**Yang Harus Dikerjakan:**
Jawablah tiga pertanyaan berikut berdasarkan teks tentang kesedihan dan tangisan, masing-masing dalam satu baris bernomor.
1. Ayat manakah yang disebut memuat larangan bersedih bagi orang beriman?
2. Dari dua sisi apa perbedaan antara kesedihan dan depresi dapat dilihat?
3. Apa yang terjadi pada hampir semua orang yang melihat Ka'bah pertama kali saat umroh atau haji?

**Kutipan Teks:**
---

Skill Ruhani: Tangisan Tak Selalu Indikasi Kesedihan

TRANSINDONESIA.CO – “Jika segala sesuatu bersifat temporal, yakni sementara, mengapa harus bersedih?” tanya ustadz Iqbal Irham, melanjutkan tausiyahnya di hari kedelapan ramadhan ini. Berikut penjelasannya.

Larangan yang kedua bagi orang beriman, seperti tercantum dalam Qs. Ali Imran, 3: 139 adalah tidak / jangan bersedih. Secara tegas Allah mengatakan:

… ولا تحزنوا …

“… Dan janganlah kamu (kalian) bersedih…”.

Sedih atau kesedihan adalah suatu emosi yang ditandai oleh perasaan tidak beruntung, kehilangan, dan ketidakberdayaan. Kesedihan adalah lawan dari kegembiraan atau kebahagiaan, dan merupakan persamaan dari dukacita atau kesengsaraan.

DR.H.Muhammad Iqbal Irham.

Pada saat mengalami kesedihan, jiwa seseorang menjadi mengkerut, lemah dan seakan tidak berdaya. Hal ini karena kesedihan membawa energi buruk (negatif) bagi jiwa (nafs). Akibatnya orang yang bersedih, cenderung dan seringkali menjadi lebih diam, kurang bersemangat, dan menarik diri dari lingkungan sekitarnya.

Kesedihan dan depresi memiliki persamaan dan perbedaan. Dari sisi persamaan, keduanya merupakan “penurunan suasana jiwa seseorang” karena adanya penyebab tertentu. Sementara perbedaan keduanya dapat dilihat dari ukuran waktu dan intensitasnya. Jika kesedihan merupakan penurunan suasana jiwa secara kecil (rendah) dan temporal, yakni hanya sementara waktu. Maka depresi merupakan sebuah penurunan suasana jiwa yang persisten dan besar yang terkadang disertai dengan gangguan terhadap kemampuan seseorang untuk melakukan kegiatan sehari-hari.

Lalu, apakah menangis merupakan indikasi dari sebuah kesedihan? Jawabannya, belum tentu. Memang benar sebagian besar dari kesedihan terkadang diikuti oleh tangisan (baik sebentar ataupun lama). Namun tidak semua tangisan adalah tanda kesedihan. Banyak orang yang menangis bukan karena sedih, melainkan karena bahagia. Seorang ibu yang baru melahirkan, mungkin akan menangis melihat bayinya lahir dalam keadaan sehat wal’afiat. Seorang yang berhasil memperoleh kejuaraan, mungkin saja akan menangis karena telah berhasil. Dan pada umumnya, atau bahkan hampir semua orang yang melihat Ka’bah pertama sekali, ketika melakukan umroh atau haji, akan berurai air mata. Bahkan orang-orang yang taubat (kembali ke jalan Allah) dengan sungguh-sungguh, juga akan menangis. Contoh-contoh ini memperjelas bagi kita perbedaan antara kesedihan dengan tangisan.

---

**Data Tersimpan:**
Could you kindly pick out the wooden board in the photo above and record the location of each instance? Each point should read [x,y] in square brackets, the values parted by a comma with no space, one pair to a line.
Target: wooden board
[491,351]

---

**Jawaban Latihan:**
1. Qs. Ali Imran, 3: 139.
2. Dari ukuran waktu dan intensitasnya.
3. Mereka akan berurai air mata.